WHAT THE TASK ASKS:
In every row, swap "List one per line" for "Put each on its own line" and leave everything else as it is.

AVAILABLE RECORDS:
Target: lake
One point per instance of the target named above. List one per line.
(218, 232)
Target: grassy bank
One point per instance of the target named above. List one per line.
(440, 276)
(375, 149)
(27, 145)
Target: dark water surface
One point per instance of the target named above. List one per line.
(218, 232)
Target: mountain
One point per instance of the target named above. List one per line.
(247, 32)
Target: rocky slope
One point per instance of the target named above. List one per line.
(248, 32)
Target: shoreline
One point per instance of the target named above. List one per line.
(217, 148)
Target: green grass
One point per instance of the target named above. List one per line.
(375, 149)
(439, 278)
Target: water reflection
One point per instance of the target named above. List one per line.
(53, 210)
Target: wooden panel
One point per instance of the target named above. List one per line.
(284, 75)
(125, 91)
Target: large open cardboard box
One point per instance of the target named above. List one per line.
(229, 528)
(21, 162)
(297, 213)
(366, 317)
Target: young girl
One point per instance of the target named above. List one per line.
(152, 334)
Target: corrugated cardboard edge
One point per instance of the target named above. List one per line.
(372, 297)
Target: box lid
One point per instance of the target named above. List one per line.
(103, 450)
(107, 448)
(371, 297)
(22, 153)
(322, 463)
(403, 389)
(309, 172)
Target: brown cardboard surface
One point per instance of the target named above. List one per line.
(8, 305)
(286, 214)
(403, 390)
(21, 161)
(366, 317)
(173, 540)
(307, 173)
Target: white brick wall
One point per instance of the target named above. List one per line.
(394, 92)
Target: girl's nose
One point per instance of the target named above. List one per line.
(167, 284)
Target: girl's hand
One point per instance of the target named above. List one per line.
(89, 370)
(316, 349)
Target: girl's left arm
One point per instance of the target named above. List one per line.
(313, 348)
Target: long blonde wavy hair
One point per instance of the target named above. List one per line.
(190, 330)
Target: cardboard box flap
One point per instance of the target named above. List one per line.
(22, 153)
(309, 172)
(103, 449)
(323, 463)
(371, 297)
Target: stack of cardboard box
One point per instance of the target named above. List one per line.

RESULT OF THE TASK:
Target: lake
One point per instance of the target named above. Put each on its own line.
(218, 232)
Target: grassy bank
One point per instance of the target named above. Put each on its own line.
(440, 276)
(375, 149)
(27, 145)
Target: dark water surface
One point per instance of the target named above. Put each on its own line.
(218, 232)
Target: mountain
One point per instance of the target named above. Put each on its own line.
(247, 32)
Target: rocky slope
One point per instance of the target named above. Put each on its own line.
(248, 32)
Target: shoreline
One point per instance of the target named above. Put each on its own line.
(217, 148)
Target: green grass
One point per instance of the target named above. Put each on its own line.
(375, 149)
(439, 278)
Target: water reflection
One point per instance of the target named above. Put each on its own line.
(53, 210)
Target: wooden panel
One point per instance of the target named above. Put each on its own line.
(284, 75)
(125, 91)
Target: large open cardboard box
One point per instance of the target named above. Put each on its own line.
(229, 528)
(21, 162)
(297, 213)
(366, 317)
Target: young girl
One point per instance of the target named above. Put each on its own line.
(152, 334)
Target: corrugated cardboard edge
One point per instance of the target named above. Put each on its own line.
(372, 297)
Target: box lid
One point per instance of the target named above. Put each on its own line.
(103, 450)
(107, 448)
(371, 297)
(22, 153)
(322, 463)
(403, 389)
(309, 172)
Target: brown cardboard surface
One point per instance of the target named above. Put each on its own line.
(8, 305)
(286, 214)
(403, 390)
(21, 161)
(366, 317)
(173, 540)
(307, 173)
Target: white brick wall
One point per instance of the target named above. Put each on its own line.
(394, 92)
Target: girl's nose
One point per instance of the target named above. Put each on its own line.
(167, 284)
Target: girl's hand
One point per instance of the target named above. Put each on its own line.
(89, 370)
(316, 349)
Target: girl's left arm
One point per instance of the target named above. Put each on its own line.
(313, 348)
Target: long blonde wavy hair
One point per instance of the target named above. Put each on its own line.
(190, 330)
Target: cardboard box flap
One point per instance of the target named above. Put each on its own line.
(22, 153)
(309, 172)
(103, 449)
(323, 463)
(371, 297)
Target: stack of cardboard box
One point per instance of the target named above. Put each on its own line.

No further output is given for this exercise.